- _Passage provided_
——————

Billy Corgan thought he was done with the Smashing Pumpkins. Sure he’d continued on as the mainstay as the ’90s Chicago-rooted grunge rockers went through a revolving lineup, but after 2014’s Monuments to an Elegy, the frontman says he’d grown weary using the Pumpkins moniker.

“I think I had worn the idea out in my own mind,” Corgan says in a phone interview.

The 51-year-old released 2017’s Ogilala under the name “William Patrick Corgan,” but in the process of recording he found himself reunited with guitarist James Iha, with whom he had co-founded the Pumpkins 30 years ago.

Iha, along with bassist D’Arcy Wretzky, left the Pumpkins after 2000’s Machina II/The Friends & Enemies of Modern Music. The band dissolved shortly afterwards before Corgan revived the Pumpkins in 2007 with a new lineup.

“There was so much acrimony over the years, but when James and I were able to mend that bridge and get to a place where we could sit down and have a meal and talk, the idea of playing together again grew out of reconnecting as friends. We never went in thinking we’d repair the relationship so we could start playing music. It had nothing to do with it. It grew naturally out of making peace and it was long overdue.”

Iha and Corgan, joined by original drummer Jimmy Chamberlin and longtime guitarist Jeff Schroeder, got together to record one song with legendary producer Rick Rubin, and before they knew it they had enough songs for a full-length album that rekindles the band’s classic sound — Shiny and Oh So Bright, Vol. 1.

——————

- _Entries provided_
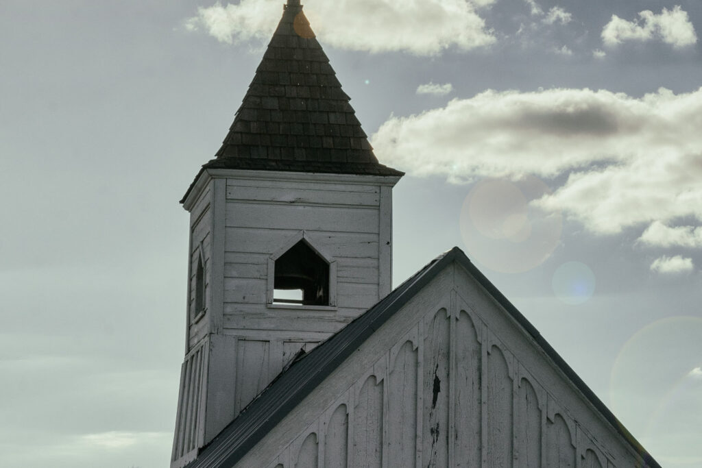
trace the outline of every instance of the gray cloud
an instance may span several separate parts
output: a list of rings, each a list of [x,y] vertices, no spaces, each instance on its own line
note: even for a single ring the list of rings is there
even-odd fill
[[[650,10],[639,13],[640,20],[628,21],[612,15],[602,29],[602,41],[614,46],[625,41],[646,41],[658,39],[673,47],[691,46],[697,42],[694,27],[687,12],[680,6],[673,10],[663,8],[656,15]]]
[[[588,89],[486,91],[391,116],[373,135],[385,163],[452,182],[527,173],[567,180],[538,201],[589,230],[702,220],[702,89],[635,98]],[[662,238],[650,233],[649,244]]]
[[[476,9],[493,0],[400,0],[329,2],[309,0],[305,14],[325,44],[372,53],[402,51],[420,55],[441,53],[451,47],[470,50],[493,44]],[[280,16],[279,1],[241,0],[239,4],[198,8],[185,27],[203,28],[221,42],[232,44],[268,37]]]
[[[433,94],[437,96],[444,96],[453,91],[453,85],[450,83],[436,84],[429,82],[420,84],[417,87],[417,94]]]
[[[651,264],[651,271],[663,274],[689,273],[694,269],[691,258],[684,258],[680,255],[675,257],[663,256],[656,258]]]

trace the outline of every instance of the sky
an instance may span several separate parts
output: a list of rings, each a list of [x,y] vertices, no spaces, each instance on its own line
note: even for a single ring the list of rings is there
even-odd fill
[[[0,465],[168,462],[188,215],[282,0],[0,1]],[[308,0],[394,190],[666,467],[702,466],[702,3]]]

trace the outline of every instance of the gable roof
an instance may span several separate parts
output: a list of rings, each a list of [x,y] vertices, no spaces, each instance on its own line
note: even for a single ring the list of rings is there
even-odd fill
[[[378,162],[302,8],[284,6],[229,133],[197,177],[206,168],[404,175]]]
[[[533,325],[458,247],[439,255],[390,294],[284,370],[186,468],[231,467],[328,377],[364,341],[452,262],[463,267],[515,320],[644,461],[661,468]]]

——————

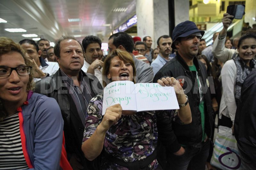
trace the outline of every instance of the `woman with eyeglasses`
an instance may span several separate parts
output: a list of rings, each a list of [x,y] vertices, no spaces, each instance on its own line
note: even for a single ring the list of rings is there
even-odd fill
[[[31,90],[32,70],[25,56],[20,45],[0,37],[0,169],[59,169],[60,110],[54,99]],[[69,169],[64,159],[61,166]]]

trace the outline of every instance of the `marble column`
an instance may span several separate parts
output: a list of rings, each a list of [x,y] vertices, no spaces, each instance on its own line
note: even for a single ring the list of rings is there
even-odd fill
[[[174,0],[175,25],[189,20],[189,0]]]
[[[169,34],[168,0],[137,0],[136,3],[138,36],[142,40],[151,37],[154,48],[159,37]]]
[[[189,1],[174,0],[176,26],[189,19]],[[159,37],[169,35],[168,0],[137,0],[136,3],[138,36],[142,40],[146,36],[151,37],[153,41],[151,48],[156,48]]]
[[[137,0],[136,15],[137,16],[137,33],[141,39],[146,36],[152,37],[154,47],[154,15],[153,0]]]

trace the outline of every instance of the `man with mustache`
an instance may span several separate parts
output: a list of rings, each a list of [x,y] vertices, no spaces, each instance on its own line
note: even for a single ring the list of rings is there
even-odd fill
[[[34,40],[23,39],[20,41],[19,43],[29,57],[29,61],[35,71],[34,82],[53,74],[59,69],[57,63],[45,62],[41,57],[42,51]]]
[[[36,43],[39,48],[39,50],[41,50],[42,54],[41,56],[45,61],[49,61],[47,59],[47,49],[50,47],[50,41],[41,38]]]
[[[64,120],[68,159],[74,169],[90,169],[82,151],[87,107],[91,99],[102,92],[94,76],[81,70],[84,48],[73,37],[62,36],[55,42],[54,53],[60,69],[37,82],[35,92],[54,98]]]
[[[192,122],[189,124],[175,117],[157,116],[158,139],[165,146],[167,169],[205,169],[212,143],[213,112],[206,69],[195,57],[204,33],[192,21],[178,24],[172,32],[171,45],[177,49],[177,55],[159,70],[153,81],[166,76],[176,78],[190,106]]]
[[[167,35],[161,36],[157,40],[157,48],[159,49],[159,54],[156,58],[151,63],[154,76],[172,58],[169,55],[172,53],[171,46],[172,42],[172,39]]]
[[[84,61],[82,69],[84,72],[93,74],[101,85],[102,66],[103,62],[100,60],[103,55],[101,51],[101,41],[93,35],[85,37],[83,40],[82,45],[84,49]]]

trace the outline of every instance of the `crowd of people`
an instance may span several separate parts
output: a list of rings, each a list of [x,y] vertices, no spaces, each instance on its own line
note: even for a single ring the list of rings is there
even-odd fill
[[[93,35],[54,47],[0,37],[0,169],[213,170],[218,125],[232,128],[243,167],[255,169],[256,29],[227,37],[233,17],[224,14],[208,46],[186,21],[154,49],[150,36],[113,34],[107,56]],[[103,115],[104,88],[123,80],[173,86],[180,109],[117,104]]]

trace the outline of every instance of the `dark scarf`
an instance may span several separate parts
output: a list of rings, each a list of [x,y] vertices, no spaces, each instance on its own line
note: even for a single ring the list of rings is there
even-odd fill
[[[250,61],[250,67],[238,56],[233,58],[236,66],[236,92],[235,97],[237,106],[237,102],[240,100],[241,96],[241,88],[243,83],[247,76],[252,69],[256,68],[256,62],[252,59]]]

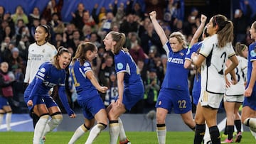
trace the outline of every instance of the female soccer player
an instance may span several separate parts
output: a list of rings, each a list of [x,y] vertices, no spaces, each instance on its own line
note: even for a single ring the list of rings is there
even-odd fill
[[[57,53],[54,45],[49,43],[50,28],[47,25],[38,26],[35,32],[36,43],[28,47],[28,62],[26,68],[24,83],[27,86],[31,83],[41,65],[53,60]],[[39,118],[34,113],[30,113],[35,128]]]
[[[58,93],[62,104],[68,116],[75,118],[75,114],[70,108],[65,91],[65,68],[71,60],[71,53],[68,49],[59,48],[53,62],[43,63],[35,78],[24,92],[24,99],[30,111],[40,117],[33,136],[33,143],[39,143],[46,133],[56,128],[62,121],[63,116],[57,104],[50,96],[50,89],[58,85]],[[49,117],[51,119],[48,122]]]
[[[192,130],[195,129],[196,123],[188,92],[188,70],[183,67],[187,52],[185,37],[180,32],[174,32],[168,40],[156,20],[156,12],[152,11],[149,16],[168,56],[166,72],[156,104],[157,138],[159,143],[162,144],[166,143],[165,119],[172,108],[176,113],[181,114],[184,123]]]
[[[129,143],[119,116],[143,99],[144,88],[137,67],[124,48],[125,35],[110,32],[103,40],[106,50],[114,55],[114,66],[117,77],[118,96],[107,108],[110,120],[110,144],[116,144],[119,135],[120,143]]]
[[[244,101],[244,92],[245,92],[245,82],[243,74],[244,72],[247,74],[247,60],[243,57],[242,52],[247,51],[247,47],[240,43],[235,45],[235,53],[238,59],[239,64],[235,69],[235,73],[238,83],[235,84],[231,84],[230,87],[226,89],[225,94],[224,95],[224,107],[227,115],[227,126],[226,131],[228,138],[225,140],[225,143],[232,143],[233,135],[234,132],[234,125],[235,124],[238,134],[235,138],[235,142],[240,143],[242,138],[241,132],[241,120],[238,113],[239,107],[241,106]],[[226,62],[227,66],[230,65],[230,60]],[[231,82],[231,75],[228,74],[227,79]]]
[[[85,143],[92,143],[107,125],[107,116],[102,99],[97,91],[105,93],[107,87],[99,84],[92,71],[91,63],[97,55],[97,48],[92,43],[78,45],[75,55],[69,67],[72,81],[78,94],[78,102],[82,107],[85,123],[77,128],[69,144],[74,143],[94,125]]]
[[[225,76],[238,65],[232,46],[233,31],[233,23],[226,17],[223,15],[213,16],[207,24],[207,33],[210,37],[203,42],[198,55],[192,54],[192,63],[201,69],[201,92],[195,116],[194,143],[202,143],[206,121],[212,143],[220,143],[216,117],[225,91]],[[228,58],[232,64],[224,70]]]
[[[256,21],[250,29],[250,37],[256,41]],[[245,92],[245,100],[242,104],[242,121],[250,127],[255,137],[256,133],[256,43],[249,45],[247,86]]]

——————

- _Task details_
Answer these from the passage about the Smashing Pumpkins:
1. Under what name was Ogilala released?
2. Which bassist left the band along with Iha after Machina II/The Friends & Enemies of Modern Music?
3. Which producer did the four musicians first get together with to record one song?

- _Right answer_
1. William Patrick Corgan
2. D'Arcy Wretzky
3. Rick Rubin